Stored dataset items
▬▬▬▬▬▬
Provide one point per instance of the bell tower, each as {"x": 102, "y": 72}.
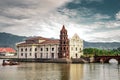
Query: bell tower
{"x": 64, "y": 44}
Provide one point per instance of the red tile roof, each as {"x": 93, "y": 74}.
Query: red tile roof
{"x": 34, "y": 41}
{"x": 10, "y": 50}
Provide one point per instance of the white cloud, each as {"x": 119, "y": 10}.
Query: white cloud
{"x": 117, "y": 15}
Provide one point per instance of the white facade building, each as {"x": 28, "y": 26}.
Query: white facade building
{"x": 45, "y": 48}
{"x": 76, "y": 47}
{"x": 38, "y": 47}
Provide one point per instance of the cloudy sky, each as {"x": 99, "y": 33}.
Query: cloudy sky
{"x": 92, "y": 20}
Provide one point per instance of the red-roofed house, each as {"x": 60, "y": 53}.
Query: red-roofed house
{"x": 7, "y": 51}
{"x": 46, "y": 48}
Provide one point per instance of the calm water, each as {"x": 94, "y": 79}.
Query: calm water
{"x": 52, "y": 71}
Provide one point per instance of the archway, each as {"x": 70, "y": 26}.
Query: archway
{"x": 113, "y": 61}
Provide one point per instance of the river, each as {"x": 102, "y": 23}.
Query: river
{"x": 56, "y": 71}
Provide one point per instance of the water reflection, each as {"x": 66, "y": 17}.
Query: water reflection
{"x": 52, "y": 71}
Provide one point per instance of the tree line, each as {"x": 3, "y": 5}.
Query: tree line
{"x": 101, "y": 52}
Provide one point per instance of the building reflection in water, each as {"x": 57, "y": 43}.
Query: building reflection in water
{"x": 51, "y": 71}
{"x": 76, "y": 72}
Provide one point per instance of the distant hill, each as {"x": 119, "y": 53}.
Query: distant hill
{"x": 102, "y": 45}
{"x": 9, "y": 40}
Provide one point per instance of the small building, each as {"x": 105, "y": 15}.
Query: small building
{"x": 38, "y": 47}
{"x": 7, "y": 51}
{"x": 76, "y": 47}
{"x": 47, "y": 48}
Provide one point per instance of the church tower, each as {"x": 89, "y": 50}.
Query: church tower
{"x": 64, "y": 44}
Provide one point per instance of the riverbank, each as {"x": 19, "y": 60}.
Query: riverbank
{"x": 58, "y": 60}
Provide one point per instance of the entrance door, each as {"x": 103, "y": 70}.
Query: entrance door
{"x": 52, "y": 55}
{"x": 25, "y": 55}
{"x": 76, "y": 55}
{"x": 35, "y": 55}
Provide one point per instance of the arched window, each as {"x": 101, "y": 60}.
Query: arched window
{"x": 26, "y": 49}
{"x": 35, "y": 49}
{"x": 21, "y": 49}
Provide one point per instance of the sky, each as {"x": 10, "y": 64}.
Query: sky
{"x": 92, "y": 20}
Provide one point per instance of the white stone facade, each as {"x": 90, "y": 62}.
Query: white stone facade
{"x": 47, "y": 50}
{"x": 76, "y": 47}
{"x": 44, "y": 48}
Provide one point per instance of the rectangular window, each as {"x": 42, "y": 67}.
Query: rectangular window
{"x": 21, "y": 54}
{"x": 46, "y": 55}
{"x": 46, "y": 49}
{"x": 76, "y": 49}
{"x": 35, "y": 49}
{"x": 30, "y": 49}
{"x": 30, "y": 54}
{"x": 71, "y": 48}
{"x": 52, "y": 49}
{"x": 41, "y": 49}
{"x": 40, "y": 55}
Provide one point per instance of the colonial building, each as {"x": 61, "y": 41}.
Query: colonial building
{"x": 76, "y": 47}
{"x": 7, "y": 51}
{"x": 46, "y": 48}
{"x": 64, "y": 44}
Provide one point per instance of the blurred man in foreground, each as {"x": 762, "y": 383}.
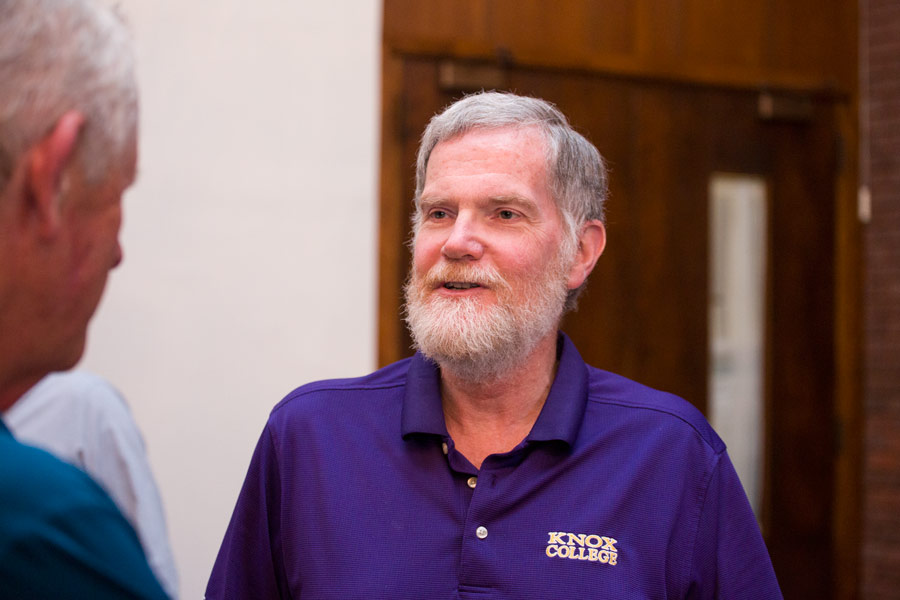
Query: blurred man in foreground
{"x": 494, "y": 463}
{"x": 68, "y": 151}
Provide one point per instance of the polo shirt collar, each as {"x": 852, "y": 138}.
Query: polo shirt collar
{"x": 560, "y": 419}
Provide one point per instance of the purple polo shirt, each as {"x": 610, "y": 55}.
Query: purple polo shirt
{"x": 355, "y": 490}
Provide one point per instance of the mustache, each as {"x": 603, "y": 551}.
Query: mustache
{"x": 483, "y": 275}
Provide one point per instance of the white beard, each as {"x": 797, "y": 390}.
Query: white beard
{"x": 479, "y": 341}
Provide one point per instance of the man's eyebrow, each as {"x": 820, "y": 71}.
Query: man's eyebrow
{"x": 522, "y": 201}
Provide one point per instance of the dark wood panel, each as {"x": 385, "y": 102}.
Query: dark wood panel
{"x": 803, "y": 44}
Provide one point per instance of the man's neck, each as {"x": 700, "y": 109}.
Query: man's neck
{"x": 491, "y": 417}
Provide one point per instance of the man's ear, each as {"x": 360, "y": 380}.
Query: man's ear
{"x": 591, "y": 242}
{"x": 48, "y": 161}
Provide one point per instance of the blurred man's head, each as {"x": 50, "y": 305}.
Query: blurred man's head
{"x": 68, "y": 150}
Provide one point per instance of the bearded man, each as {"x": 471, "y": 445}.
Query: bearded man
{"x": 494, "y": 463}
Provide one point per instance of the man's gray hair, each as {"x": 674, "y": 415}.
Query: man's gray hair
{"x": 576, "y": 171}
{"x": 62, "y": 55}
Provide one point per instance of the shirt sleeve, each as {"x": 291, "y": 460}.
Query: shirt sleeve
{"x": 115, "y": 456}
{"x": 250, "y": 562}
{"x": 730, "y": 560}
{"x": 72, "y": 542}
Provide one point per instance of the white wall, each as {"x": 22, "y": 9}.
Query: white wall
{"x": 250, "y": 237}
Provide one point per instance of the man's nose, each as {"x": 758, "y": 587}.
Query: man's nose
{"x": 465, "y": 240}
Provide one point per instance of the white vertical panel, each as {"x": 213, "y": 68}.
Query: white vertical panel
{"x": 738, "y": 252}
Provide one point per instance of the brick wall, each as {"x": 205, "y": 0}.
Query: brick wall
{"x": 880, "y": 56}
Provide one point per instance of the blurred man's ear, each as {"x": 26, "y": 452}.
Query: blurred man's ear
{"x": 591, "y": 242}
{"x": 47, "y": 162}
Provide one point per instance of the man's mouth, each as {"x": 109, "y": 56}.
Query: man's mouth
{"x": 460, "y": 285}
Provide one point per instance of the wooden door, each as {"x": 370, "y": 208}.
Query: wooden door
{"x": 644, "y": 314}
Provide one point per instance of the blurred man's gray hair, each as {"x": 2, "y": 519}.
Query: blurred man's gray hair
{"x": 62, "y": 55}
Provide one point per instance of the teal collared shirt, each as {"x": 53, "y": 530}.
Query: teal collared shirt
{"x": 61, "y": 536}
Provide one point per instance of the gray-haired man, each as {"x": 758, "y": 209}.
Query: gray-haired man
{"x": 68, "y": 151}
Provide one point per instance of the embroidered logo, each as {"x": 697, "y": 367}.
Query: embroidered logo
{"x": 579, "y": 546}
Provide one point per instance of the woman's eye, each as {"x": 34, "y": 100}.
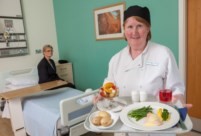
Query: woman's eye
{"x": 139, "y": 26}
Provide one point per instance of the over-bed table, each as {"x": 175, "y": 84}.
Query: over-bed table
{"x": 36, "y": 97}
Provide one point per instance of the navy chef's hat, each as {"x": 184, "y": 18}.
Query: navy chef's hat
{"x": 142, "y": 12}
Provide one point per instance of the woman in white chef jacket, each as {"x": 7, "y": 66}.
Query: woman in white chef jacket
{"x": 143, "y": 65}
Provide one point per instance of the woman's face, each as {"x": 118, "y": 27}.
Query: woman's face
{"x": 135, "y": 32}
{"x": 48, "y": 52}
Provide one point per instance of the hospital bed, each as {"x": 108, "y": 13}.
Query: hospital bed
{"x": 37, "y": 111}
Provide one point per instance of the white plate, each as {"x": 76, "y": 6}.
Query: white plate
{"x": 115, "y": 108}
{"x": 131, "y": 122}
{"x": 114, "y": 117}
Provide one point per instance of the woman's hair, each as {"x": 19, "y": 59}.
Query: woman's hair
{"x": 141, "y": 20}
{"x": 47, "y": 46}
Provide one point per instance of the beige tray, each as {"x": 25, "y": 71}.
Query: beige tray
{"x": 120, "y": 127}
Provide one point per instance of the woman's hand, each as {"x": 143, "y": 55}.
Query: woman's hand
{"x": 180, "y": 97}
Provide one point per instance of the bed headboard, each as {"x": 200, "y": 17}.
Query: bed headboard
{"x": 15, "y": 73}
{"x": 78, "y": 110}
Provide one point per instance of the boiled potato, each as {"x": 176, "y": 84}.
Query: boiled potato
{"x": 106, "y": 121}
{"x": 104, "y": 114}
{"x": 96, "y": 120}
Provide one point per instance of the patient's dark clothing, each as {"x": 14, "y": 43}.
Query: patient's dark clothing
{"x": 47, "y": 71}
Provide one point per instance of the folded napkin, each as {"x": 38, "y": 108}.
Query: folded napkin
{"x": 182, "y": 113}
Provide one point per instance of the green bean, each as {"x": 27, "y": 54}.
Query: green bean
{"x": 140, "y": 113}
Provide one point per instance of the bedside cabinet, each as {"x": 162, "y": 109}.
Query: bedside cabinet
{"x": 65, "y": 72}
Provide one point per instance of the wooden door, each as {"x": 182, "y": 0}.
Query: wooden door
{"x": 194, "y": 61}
▬▬▬▬▬▬
* _The request_: Write out again, exactly, the lines from the one holding "Provide one point per instance of the over-bed" through the end of the listing, with both ends included.

* _Exercise output_:
Provide one point per instance of the over-bed table, each as {"x": 175, "y": 84}.
Query: over-bed table
{"x": 36, "y": 97}
Provide one point per instance of the navy chef's hat, each as {"x": 184, "y": 18}.
Query: navy chef's hat
{"x": 142, "y": 12}
Provide one point per instance of the woman in white chef jacket, each as {"x": 7, "y": 66}.
Query: woman in white chef jacket
{"x": 143, "y": 65}
Provide one point per instance of the woman's face, each as {"x": 118, "y": 27}.
Query: woman's face
{"x": 135, "y": 32}
{"x": 48, "y": 52}
Provide one point per instance of the hospital bed, each as {"x": 108, "y": 13}.
Query: hospital bed
{"x": 37, "y": 111}
Provide one point per instance of the white plate, each as {"x": 76, "y": 6}.
Query: white plate
{"x": 115, "y": 108}
{"x": 131, "y": 122}
{"x": 114, "y": 117}
Provide one point per instance of the woman's hair, each as {"x": 19, "y": 59}.
Query: woman's hair
{"x": 141, "y": 20}
{"x": 47, "y": 46}
Provide one point per instance of the beige tray, each as {"x": 25, "y": 71}.
Query: beige tray
{"x": 120, "y": 127}
Provide one point per instance of the woman's hand, each as {"x": 143, "y": 55}.
Query: woman's hand
{"x": 180, "y": 97}
Provide one point per instance of the bed headboard, each as {"x": 200, "y": 17}.
Query: bed headboard
{"x": 15, "y": 73}
{"x": 78, "y": 110}
Provide one point per instance of the boiled potato, each as {"x": 176, "y": 84}.
Query: boiled potato
{"x": 106, "y": 121}
{"x": 104, "y": 114}
{"x": 96, "y": 120}
Provide one point per instance of the patient's dark clothing, each as {"x": 14, "y": 43}.
Query: patient's dark clothing
{"x": 47, "y": 71}
Provide one point per instance of the folded napkin, each as {"x": 38, "y": 108}.
Query: folded napkin
{"x": 182, "y": 113}
Provide one point per instance of the green bean, each as {"x": 27, "y": 54}.
Query: green bean
{"x": 140, "y": 113}
Provide one point per instance of the bedside cabinet, each as {"x": 162, "y": 109}.
Query: bedside cabinet
{"x": 65, "y": 72}
Provide one point per instance of the wooden door, each as {"x": 182, "y": 0}.
Query: wooden door
{"x": 194, "y": 61}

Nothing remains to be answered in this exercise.